**Ausgewählter Textauszug:**
Die komplexen Zusammenhänge, die es schwierig machen, die verschiedenen Fluchtmotive voneinander zu unterscheiden und die Verknüpfung von Ursache und Wirkung zu erkennen, wurden frühzeitig benannt (Scheffran 1994) und sind bis heute noch wenig verstanden (Burrows and Kinney 2016). Im Beziehungsgeflecht (Nexus) von Klimawandel, Migration und Konflikten sind komplizierte Wechselwirkungen und Reaktionsketten möglich, die sich unter Umständen gegenseitig aufschaukeln können: je mehr Konflikte, umso mehr Migration, was weitere Konflikte und Migration nach sich zieht. Solche Verstärkereffekte sind typisch für komplexe Systeme und Netzwerke, in denen Rückkopplungen, Kipppunkte und Risikokaskaden auftreten können. Entsprechend wurde der Klimawandel als möglicher »Risikoverstärker« angesehen, der im Zusammenspiel mit anderen Konnektoren (u.a. globalisierte Märkte, Handel, Transport, digitale Kommunikation und soziale Medien) verschiedene Problem- und Konfliktfelder zu internationalen Risiko- und Krisenlandschaften verknüpft (siehe die Diskussion in Scheffran 2016).

Einträge aus einer Sammlung
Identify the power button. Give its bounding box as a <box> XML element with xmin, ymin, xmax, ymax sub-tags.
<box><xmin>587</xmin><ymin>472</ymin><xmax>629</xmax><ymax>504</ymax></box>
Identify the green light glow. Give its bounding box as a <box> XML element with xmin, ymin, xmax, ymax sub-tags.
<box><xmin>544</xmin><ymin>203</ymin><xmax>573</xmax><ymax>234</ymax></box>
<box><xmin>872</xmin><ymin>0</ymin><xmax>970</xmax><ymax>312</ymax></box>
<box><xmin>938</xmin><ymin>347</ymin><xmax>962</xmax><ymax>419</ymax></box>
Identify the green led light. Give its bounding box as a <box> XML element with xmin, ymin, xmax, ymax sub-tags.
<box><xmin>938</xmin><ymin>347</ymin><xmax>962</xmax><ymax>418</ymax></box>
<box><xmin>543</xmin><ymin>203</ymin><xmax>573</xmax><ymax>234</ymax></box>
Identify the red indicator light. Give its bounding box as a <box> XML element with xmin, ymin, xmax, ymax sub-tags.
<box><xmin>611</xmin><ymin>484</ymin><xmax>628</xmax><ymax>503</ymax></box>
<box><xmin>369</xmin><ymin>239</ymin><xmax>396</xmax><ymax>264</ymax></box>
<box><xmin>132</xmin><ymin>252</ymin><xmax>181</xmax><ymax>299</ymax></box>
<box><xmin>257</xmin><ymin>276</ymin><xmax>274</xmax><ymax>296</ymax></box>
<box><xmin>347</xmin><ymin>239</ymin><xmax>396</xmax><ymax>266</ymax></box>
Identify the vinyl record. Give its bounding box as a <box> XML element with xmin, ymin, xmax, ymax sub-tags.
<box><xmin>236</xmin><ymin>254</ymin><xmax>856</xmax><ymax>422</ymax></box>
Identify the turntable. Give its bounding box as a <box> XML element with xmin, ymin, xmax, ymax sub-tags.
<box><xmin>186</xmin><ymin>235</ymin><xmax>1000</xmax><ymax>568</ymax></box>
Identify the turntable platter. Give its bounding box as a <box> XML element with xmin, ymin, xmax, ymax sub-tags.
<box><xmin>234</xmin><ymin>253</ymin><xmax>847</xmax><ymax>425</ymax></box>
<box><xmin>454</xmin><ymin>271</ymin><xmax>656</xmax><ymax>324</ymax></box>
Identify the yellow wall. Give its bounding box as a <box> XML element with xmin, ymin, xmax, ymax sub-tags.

**Aufgaben und Übungen:**
1. Als was wurde der Klimawandel laut dem Textauszug angesehen?
2. Fassen Sie den Textauszug bitte in zwei Sätzen zusammen.
Verwenden Sie ausschließlich den Textauszug.

**Lösungen der Aufgaben:**
1. Als möglicher »Risikoverstärker«.

2. Die komplexen Zusammenhänge zwischen den Fluchtmotiven sowie zwischen Ursache und Wirkung sind bis heute wenig verstanden, und im Nexus von Klimawandel, Migration und Konflikten können sich Wechselwirkungen gegenseitig aufschaukeln. Der Klimawandel wurde deshalb als möglicher »Risikoverstärker« angesehen, der mit anderen Konnektoren verschiedene Problem- und Konfliktfelder zu internationalen Risiko- und Krisenlandschaften verknüpft.